Source data
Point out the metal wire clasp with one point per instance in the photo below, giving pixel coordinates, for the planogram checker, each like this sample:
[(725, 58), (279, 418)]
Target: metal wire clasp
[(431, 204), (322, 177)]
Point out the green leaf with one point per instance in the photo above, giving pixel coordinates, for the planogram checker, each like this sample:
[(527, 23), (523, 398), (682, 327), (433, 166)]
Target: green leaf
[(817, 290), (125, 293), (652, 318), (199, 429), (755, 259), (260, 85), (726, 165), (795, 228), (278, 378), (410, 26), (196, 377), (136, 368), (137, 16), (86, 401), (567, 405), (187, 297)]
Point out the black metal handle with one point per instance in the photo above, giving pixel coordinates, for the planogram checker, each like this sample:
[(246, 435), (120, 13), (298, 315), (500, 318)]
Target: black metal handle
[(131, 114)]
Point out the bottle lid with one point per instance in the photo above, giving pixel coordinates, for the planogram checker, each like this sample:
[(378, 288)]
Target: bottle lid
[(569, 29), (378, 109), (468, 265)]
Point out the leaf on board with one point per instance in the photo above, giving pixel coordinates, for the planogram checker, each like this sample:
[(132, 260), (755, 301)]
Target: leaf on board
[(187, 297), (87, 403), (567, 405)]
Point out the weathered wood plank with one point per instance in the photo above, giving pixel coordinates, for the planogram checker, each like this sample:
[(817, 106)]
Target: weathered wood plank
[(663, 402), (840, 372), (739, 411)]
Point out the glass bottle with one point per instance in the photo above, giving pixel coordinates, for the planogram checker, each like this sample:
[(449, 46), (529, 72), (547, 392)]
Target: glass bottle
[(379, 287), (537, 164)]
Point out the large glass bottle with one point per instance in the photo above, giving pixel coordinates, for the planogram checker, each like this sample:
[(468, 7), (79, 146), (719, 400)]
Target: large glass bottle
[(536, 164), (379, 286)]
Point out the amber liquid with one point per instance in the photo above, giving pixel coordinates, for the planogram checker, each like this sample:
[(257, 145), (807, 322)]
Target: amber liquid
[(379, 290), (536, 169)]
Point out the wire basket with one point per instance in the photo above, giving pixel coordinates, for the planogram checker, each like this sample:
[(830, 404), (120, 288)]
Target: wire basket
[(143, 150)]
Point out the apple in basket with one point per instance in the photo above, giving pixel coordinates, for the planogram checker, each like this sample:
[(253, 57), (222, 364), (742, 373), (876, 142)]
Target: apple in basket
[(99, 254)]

# Job
Write out, unchanged, the part of the listing that opens with the line containing "Point out the black" and closes with the line containing "[(379, 290), (536, 169)]". Include both of those lines.

# Task output
Point out the black metal handle with one point per instance in the photo above, giving pixel coordinates, for the planogram checker, each like this sample:
[(246, 435), (120, 13), (298, 315), (500, 318)]
Target: black metal handle
[(131, 114)]
Point out the bottle lid with one point per instance in the photo above, giving pixel coordinates, for the planogram checker, each like this sample:
[(378, 288)]
Target: bottle lid
[(569, 29), (378, 109), (468, 265)]
Point out the leaf on board with one point per instance in the photo above, giving pixel coordinates, for the planogram checker, each like this sample:
[(132, 260), (755, 301)]
Target: leaf on board
[(187, 297), (87, 403), (567, 405)]
Point out the weathered wood plank with one point per instance in the photo above, giving pixel coordinates, for the planogram checker, each like this sample:
[(817, 106)]
Target: weathered wood plank
[(663, 402), (840, 372), (739, 411)]
Point out the glass bottle with one point per instance in the photo above, giving pixel coordinates, for the planogram checker, each like this sample:
[(449, 46), (529, 72), (547, 392)]
Target: glass bottle
[(379, 287), (537, 164)]
Point out the large glass bottle with one point per instance in the photo above, giving pixel coordinates, for the planogram checker, each like this sample:
[(468, 7), (79, 146), (719, 400)]
Target: large glass bottle
[(536, 164), (379, 286)]
Point out the amber liquid with one point per instance in the photo above, giving pixel coordinates, for the planogram checker, each like this sample:
[(257, 145), (807, 322)]
Target: amber liquid
[(379, 290), (536, 169)]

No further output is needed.